#### [Required work]
Write out again only the stretch of rows from the line containing "In this exercise you will annotate the blue signage" through the end of the rows, requests included, and add 147 to every coordinate in the answer points. Leave the requests and their sample points unchanged.

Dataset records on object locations
"""
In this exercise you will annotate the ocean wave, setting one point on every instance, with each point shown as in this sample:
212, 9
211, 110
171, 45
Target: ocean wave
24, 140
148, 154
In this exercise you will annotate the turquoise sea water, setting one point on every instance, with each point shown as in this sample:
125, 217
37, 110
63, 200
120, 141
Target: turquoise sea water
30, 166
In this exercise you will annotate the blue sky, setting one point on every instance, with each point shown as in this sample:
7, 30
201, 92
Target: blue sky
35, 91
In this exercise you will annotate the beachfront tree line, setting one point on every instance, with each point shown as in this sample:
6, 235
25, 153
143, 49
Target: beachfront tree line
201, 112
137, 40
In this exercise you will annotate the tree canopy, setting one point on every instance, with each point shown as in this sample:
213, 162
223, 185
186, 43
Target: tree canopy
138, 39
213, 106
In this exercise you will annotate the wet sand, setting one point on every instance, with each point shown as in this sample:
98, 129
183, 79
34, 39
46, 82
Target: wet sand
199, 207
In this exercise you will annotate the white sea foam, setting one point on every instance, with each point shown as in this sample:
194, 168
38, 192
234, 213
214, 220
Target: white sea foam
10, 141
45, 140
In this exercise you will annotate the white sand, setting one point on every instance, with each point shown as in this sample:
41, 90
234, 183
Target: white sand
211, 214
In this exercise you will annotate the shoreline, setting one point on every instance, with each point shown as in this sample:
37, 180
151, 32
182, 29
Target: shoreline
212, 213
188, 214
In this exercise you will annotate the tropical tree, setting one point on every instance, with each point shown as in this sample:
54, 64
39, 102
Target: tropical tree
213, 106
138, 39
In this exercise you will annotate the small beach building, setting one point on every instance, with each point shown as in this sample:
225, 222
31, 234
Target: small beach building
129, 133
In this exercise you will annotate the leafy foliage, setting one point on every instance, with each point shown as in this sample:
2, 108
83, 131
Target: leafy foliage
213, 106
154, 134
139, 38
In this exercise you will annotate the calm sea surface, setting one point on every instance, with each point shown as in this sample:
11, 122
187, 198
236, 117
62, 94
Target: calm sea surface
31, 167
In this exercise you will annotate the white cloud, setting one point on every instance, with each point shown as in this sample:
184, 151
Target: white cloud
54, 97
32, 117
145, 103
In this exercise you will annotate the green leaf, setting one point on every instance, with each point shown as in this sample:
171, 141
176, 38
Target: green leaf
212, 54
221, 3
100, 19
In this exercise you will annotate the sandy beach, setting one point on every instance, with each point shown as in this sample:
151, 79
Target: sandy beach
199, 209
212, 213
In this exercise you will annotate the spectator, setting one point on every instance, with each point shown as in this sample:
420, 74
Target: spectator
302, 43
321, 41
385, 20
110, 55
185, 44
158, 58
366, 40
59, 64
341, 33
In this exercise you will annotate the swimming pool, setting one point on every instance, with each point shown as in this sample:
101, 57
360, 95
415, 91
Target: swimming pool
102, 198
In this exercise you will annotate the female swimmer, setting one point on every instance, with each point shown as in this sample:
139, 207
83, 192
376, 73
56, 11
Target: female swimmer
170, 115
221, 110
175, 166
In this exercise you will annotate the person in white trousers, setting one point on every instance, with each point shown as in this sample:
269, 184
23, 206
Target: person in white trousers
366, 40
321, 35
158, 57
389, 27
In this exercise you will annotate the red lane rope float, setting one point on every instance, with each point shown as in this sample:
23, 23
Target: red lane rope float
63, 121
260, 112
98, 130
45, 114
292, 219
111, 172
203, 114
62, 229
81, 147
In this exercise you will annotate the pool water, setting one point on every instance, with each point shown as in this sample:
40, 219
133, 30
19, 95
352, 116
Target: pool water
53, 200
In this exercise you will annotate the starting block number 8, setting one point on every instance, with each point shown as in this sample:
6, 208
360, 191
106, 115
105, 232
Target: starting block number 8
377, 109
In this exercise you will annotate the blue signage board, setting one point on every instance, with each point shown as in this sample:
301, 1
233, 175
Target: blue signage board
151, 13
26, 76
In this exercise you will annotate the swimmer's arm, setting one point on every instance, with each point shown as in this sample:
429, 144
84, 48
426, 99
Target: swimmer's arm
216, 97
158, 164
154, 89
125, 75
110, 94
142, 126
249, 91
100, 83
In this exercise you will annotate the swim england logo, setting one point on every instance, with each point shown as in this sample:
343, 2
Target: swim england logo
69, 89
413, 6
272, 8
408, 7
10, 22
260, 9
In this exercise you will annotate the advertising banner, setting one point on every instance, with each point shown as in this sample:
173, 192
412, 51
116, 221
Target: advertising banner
"""
#### [Result for this exercise]
In this exercise you will annotate the blue signage board, setting one point on every instance, with each point shown as in this sample:
301, 1
233, 175
Target: blue signage board
298, 160
173, 223
In this exercise you will annotate the swimmer's arm, setting one point on every instance, with each point shown as in this sample:
429, 144
84, 48
426, 99
Target: swimmer's arm
363, 244
305, 311
301, 236
272, 222
257, 241
289, 273
396, 238
247, 230
In this exercise you will annotate the swim england logo, setting one point on every instance, with each point shown as in this sample:
343, 2
Target: swim england logo
216, 236
560, 153
419, 155
555, 154
157, 169
407, 156
In this exercise you will annotate the advertising banner, setting one point on every instance, with each point shown as in this sample:
173, 192
412, 51
116, 221
Target: advertising banner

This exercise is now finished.